• _Excerpt to read_:
● ● ● ●

On July 17, the FHFA Office of Inspector General (OIG) published a report on risks to Fannie Mae and Freddie Mac (the Enterprises) related to purchasing mortgages from smaller lenders and nonbank mortgage companies. The report states such lenders present elevated risk in the following areas: (i) counterparty credit risk—smaller lenders and nonbank lenders may have relatively limited financial capacity, and the latter are not subject to federal safety and soundness oversight; (ii) operational risk—smaller or nonbank lenders may lack the sophisticated systems and expertise necessary to manage high volumes of mortgage sales to the Enterprises; and (iii) reputational risk—the report cites as an example an institution that was sanctioned by state regulators for engaging in allegedly abusive lending practices. The report notes that in 2014 the FHFA’s Division of Enterprise Regulation’s plans to focus on Fannie Mae’s and Freddie Mac’s controls for smaller and nonbank sellers, which will include assessments of the Enterprise’s mortgage loan delivery limits and lender eligibility standards and assessment of the counterparty approval process and counterparty credit risk resulting from cash window originations. The report also notes FHFA guidance to the Enterprises last year on contingency planning for high-risk or high-volume counterparties, and states that the FHFA plans to issue additional guidance on counterparty risk management. Specifically, the Division of Supervision Policy and Support plans to issue an advisory bulletin focusing on risk management and the approval process for seller counterparties. The OIG did not make any recommendations to supplement the FHFA’s planned activities.
Ninth Circuit Holds Plaintiffs Not Required To Plead Tender Or Ability To Tender To Support TILA Rescission Claim
On July 16, the U.S. Court of Appeals for the Ninth Circuit held that an allegation of tender or ability to tender is not required to support a TILA rescission claim. Merritt v. Countrywide Fin. Corp., No. 17678, 2014 WL 3451299 (9th Cir. Jul. 16, 2014). In this case, two borrowers filed an action against their mortgage lender more than three years after origination of the loan and a concurrent home equity line of credit, claiming the lender failed to provide completed disclosures. The district court dismissed the borrowers’ claim for rescission under TILA because the borrowers did not tender the value of their HELOC to the lender before filing suit, and dismissed their RESPA Section 8 claims as time-barred.

● ● ● ●

• _Problems to work on_:
• a. Extract the part of the mortgage law passage between "Ninth Circuit Holds" and "claims as time-barred.", inclusive.
• b. Write what comes next in the mortgage law passage, picking up right after its last sentence.
The records that follow are separate material, unconnected to the mortgage law passage.

• _Items_:
● ● ● ●

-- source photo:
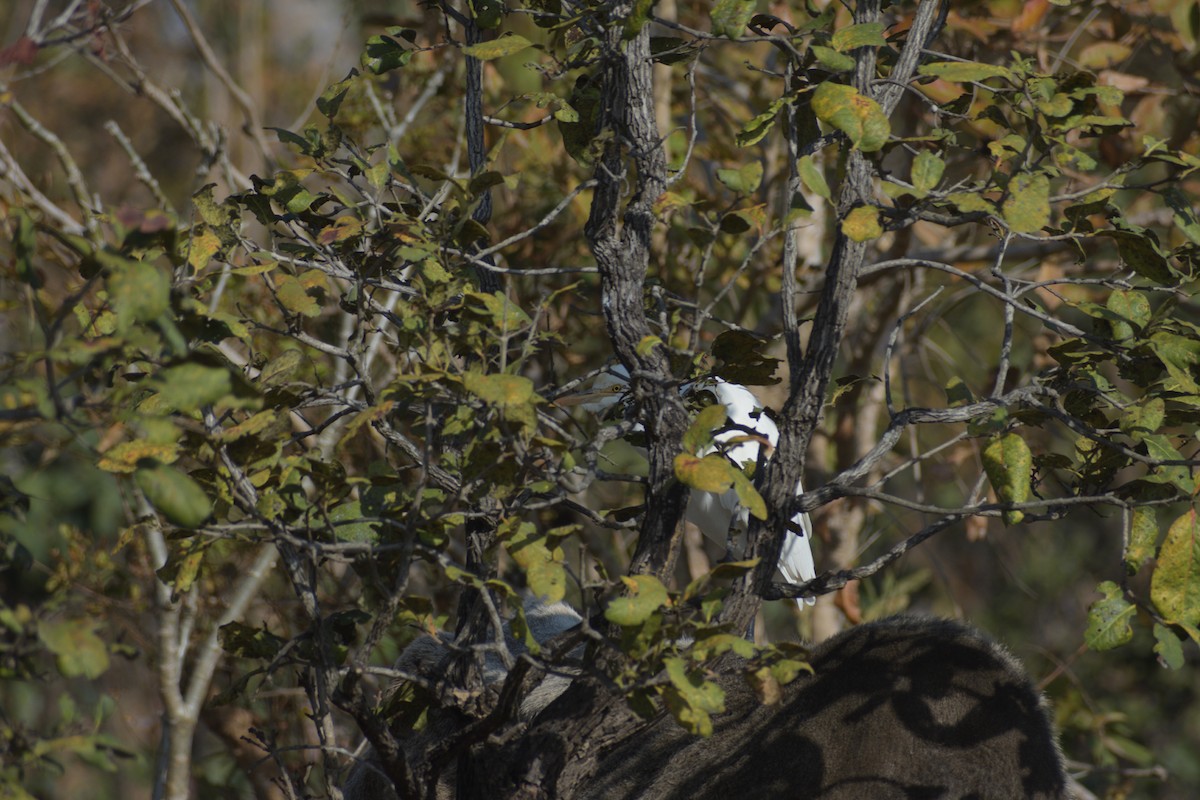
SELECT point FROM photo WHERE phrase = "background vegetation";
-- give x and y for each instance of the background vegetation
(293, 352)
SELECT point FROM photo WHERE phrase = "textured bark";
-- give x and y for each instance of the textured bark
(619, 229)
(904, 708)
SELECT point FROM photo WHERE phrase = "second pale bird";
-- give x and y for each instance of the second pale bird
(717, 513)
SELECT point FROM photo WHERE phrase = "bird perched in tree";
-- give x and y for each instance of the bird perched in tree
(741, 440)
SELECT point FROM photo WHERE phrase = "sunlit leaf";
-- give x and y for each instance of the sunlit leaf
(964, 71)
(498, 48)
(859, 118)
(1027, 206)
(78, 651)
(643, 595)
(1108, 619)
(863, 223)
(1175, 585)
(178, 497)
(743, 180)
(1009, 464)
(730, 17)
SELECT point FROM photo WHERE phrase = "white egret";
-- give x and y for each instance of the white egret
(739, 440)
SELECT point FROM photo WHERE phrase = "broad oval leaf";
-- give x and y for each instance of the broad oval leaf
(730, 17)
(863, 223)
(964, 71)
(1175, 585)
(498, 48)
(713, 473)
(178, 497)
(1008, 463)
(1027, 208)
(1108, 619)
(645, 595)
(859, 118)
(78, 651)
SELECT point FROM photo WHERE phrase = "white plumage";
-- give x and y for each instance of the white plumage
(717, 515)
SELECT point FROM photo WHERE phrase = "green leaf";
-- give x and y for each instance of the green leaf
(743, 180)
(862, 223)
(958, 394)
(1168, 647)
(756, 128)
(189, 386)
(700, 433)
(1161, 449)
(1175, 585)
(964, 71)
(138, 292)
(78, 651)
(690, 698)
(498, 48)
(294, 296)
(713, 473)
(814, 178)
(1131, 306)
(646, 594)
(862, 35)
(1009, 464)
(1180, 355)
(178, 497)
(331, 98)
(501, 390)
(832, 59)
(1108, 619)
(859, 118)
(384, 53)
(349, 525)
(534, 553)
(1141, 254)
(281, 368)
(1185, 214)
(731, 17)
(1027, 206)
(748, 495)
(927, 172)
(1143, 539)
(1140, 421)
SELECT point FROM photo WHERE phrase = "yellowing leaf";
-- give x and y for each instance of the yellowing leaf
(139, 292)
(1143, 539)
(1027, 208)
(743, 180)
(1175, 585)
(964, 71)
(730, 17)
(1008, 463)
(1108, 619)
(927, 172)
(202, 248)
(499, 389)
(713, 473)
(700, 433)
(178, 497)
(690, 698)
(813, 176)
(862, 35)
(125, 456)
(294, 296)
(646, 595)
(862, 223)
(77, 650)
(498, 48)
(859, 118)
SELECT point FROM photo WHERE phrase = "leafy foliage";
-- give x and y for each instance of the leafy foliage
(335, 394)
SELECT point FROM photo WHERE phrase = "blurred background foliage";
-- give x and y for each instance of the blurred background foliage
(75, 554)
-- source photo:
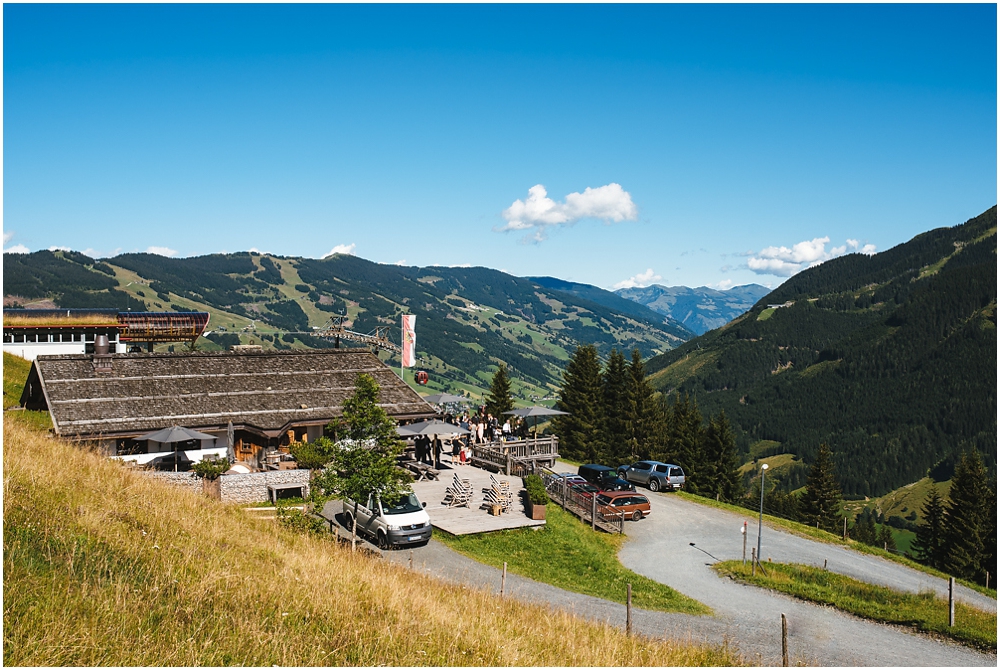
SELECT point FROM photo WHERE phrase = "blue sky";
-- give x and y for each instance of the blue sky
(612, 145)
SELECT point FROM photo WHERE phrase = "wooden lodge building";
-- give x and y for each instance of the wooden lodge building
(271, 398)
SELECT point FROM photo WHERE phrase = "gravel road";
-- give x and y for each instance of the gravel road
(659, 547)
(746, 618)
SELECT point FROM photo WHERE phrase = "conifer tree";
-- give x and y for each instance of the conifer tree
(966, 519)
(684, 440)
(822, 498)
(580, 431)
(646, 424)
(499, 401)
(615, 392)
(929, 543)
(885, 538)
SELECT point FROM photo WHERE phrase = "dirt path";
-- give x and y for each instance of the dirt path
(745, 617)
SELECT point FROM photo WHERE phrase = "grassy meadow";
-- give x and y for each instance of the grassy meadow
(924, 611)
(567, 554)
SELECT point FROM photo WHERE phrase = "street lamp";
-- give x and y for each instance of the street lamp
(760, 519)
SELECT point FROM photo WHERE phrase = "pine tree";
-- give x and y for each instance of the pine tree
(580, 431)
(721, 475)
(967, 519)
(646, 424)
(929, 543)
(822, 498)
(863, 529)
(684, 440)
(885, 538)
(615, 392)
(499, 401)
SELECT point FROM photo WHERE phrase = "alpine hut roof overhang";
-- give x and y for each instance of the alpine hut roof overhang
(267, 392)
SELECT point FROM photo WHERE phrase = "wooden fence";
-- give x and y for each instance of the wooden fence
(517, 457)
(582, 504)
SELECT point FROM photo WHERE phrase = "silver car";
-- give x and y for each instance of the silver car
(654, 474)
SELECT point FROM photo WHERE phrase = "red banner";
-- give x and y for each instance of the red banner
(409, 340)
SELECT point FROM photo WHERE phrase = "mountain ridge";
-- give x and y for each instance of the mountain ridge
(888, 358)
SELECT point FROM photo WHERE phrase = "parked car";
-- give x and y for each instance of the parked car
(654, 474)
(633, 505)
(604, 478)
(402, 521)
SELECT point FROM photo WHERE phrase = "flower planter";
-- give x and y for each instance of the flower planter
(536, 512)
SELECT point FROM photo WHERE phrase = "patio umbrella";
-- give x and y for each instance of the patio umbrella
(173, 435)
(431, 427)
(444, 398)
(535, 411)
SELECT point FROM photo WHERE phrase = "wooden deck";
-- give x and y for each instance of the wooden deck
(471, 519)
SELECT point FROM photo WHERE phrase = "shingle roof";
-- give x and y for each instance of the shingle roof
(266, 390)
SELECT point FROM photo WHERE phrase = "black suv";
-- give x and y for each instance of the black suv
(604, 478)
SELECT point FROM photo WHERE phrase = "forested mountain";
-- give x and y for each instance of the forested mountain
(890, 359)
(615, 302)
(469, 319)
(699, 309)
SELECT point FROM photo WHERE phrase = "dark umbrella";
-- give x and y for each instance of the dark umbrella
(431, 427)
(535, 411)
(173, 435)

● ● ● ●

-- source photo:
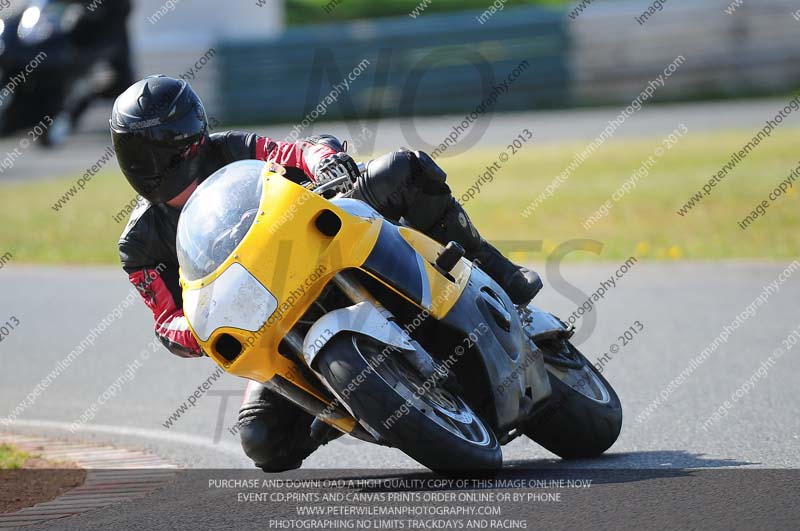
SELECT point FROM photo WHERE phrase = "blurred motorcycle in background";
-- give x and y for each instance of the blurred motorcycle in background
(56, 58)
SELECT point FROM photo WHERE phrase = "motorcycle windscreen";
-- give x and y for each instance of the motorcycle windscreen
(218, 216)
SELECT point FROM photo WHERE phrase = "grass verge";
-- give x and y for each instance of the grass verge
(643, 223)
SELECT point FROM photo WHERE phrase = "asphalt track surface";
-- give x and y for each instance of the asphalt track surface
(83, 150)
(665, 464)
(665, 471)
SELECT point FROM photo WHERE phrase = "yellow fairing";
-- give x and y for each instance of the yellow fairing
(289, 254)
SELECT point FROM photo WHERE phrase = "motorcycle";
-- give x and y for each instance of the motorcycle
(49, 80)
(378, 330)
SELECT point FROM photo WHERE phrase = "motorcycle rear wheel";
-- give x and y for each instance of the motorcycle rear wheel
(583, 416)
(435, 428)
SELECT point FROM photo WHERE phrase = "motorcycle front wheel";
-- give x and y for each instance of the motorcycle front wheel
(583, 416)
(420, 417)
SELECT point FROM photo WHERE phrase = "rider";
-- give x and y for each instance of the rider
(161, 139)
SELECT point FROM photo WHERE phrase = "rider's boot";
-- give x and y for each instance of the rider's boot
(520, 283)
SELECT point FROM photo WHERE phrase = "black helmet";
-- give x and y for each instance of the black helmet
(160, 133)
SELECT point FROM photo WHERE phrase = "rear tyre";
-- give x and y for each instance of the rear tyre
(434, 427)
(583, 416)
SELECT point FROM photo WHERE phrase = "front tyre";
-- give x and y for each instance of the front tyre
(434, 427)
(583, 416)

● ● ● ●

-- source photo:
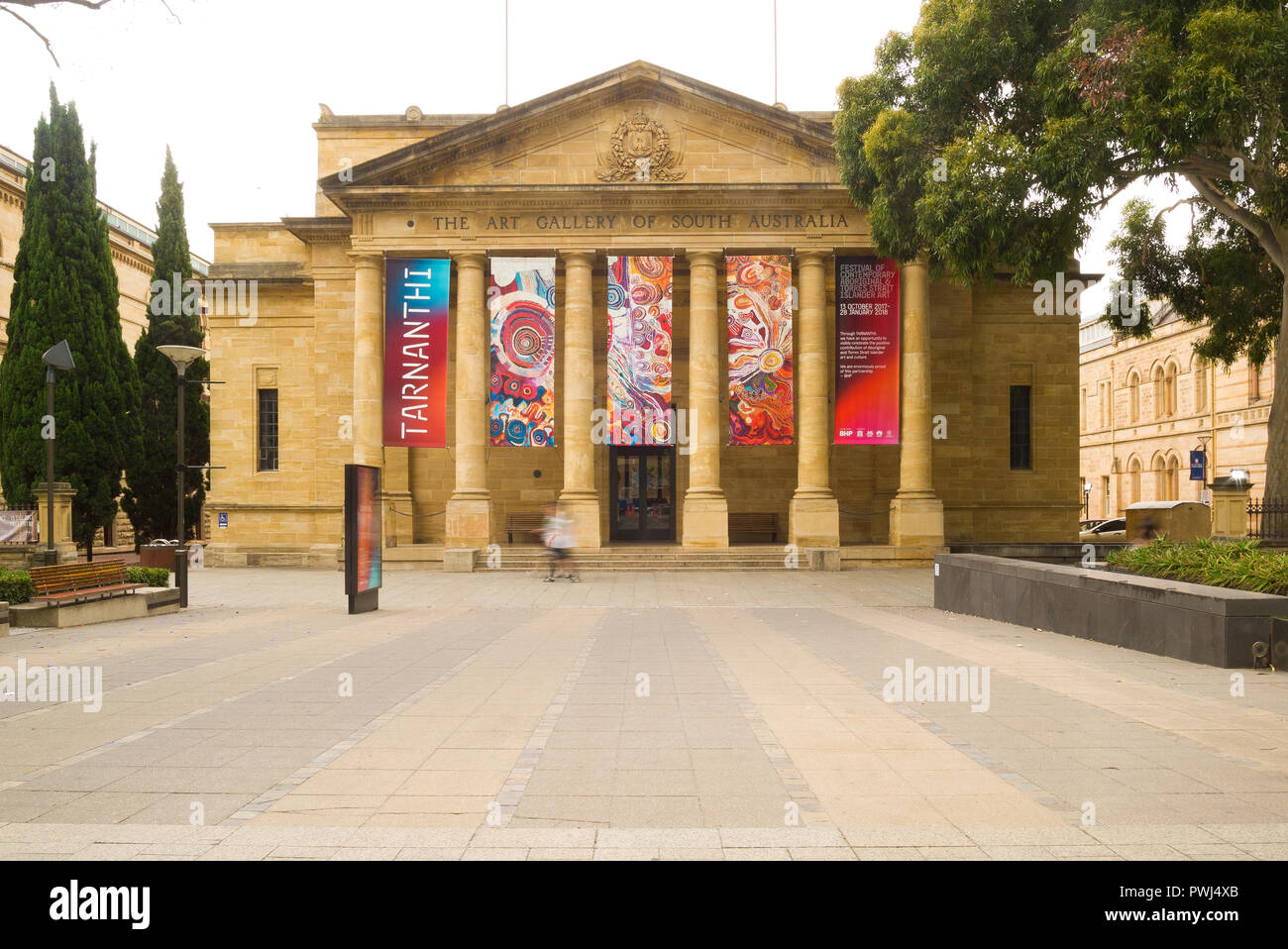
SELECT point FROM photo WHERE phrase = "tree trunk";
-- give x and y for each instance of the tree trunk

● ● ● ●

• _Responses for each task_:
• a.
Ninth Circuit Holds Plaintiffs Not Required To Plead Tender Or Ability To Tender To Support TILA Rescission Claim
On July 16, the U.S. Court of Appeals for the Ninth Circuit held that an allegation of tender or ability to tender is not required to support a TILA rescission claim. Merritt v. Countrywide Fin. Corp., No. 17678, 2014 WL 3451299 (9th Cir. Jul. 16, 2014). In this case, two borrowers filed an action against their mortgage lender more than three years after origination of the loan and a concurrent home equity line of credit, claiming the lender failed to provide completed disclosures. The district court dismissed the borrowers’ claim for rescission under TILA because the borrowers did not tender the value of their HELOC to the lender before filing suit, and dismissed their RESPA Section 8 claims as time-barred.

• b.
On appeal, the court criticized the district court’s application of the Ninth Circuit’s holding in Yamamoto v. Bank of New York, 329 F.3d 1167 (9th Cir. 2003) that courts may at the summary judgment stage require an obligor to provide evidence of ability to tender. Instead, the appellate court held that borrowers can state a TILA rescission claim without pleading tender, or that they have the ability to tender the value of their loan. The court further held that a district court may only require tender before rescission at the summary judgment stage, and only on a case-by-case basis once the creditor has established a potentially viable defense. The Ninth Circuit also applied the equitable tolling doctrine to suspend the one-year limitations period applicable to the borrower’s RESPA claims and remanded to the district court the question of whether the borrowers had a reasonable opportunity to discover the violations earlier. The court declined to address two “complex” issues of first impression: (i) whether markups for services provided by a third party are actionable under RESPA § 8(b); and (ii) whether an inflated appraisal qualifies as a “thing of value” under RESPA § 8(a).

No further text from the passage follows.